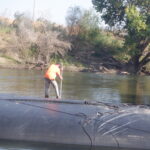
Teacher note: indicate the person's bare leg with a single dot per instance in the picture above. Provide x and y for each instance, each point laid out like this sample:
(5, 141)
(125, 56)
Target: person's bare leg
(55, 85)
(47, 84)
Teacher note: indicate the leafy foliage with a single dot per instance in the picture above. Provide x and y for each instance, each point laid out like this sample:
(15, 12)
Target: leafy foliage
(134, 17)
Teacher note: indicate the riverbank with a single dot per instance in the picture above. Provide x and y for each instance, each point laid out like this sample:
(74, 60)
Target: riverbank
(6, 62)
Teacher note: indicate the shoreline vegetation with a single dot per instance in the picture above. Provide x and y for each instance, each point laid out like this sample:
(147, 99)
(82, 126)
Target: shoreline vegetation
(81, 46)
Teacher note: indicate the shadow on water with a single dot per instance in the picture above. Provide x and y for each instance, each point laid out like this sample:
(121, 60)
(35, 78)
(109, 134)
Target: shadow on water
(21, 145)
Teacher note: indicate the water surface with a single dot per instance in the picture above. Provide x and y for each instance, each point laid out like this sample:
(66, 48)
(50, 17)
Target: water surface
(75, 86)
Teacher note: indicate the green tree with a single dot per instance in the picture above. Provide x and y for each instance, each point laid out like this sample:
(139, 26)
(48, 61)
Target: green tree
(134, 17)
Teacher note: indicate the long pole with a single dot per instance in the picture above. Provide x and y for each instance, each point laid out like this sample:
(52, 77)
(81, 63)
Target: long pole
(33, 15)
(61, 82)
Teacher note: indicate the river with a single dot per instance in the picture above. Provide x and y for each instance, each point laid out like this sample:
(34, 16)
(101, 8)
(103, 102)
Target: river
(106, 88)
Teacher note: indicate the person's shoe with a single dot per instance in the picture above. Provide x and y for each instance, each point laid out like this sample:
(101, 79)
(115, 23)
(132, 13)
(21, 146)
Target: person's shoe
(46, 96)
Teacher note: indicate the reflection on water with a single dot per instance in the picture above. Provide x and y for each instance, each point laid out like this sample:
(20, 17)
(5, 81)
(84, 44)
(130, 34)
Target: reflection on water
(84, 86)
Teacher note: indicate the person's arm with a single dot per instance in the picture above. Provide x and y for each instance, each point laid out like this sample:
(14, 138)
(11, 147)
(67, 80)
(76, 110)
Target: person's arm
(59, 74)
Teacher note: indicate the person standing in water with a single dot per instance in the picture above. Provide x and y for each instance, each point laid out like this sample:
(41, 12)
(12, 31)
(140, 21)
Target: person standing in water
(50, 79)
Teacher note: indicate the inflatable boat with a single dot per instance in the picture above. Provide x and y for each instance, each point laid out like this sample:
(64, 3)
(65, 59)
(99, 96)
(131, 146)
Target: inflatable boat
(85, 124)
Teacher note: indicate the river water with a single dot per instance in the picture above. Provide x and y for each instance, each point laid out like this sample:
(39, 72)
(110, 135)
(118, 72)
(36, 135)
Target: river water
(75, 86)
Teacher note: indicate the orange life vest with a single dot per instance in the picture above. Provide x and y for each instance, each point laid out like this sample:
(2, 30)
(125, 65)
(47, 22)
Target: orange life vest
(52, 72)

--------------------

» **Written exercise**
Retype the records exactly. Any image in them should not appear in what you write.

» **Reply**
Teacher note: indicate the person's bare leg with a single dot per instance in the picture above. Provide x and y for each instance, each point laid out like this sample:
(5, 141)
(125, 56)
Target: person's bare leg
(55, 85)
(47, 84)
Teacher note: indicate the leafy foliage with a single dot per instance in the picture above. Provide x and y for each instance, each point laid out like this sample:
(15, 12)
Target: leafy foliage
(134, 17)
Teacher note: indicate the riverbank with a single dot per instance in the picture above. Provide x and y for each instance, each point laid out like this sample:
(74, 60)
Target: riverbank
(6, 62)
Teacher note: indicate the shoreline vegetation with a single dot per instance in the picture above. Provide x and y for each instance, each point laid out like this sample:
(147, 99)
(82, 126)
Target: shoreline vegetation
(81, 46)
Teacher note: indicate the shadow on water with a single dot per instance in the picture above. Provide x and y for each instance, each point laid out like this sample:
(121, 60)
(35, 78)
(109, 134)
Target: shadow on water
(21, 145)
Teacher note: indicate the water surface with a single dot per instance in the picture above. Provide x and y for each instance, each point laid out like this sample:
(66, 48)
(50, 17)
Target: water surface
(75, 86)
Teacher note: indicate the green tree with a single dot per instance in the picture above. Provide x and y for each instance, each point laid out like this sample:
(139, 26)
(48, 61)
Target: green tree
(134, 17)
Teacher note: indicate the long pole with a single dot per instance in the picture above. Provide x and y for each instance, each point laid out like this sample:
(52, 77)
(81, 63)
Target: long pole
(33, 15)
(61, 82)
Teacher note: indicate the river with a single dot per instance in the picture above. Provide x and y for each instance, each point laid out like this sample:
(34, 16)
(101, 8)
(103, 102)
Target: river
(106, 88)
Teacher note: indicate the person's shoe with a single dot per instance in the picture above. Provide x and y for each instance, each point laid out like this sample:
(101, 79)
(115, 23)
(132, 13)
(21, 146)
Target: person's shoe
(46, 96)
Teacher note: indicate the reflection on water with a single dot per instance in the picture above. Provide x and y for each instance, each point laid out like this sample:
(20, 17)
(5, 81)
(84, 44)
(130, 34)
Target: reflection on water
(84, 86)
Teacher note: indicate the person's arm with a single dot per instance in the picture above. Provide x and y for each instance, each point laid out like this sample:
(14, 138)
(11, 147)
(67, 80)
(76, 110)
Target: person's arm
(59, 74)
Teacher note: indicate the person standing in water with a single dot per instance in the picture above. Provide x and y for each instance, each point laid out like this sample:
(41, 12)
(12, 31)
(140, 21)
Target: person standing in water
(50, 79)
Teacher note: indicate the inflatable boat with a single dot per instance in the picture above. Provide x and y for each instance, each point laid out like this sample:
(64, 3)
(65, 59)
(99, 96)
(131, 146)
Target: inflatable boat
(85, 124)
Teacher note: indicate the river water with a single dot per instance in the picture above. Provide x and y for each instance, each point laid out like this sample:
(39, 72)
(110, 135)
(118, 72)
(36, 135)
Target: river water
(75, 86)
Teacher note: indicate the orange life vest with a single dot per instance in the picture above. Provide x and y for each instance, each point laid out like this sample:
(2, 30)
(125, 65)
(47, 22)
Target: orange life vest
(52, 72)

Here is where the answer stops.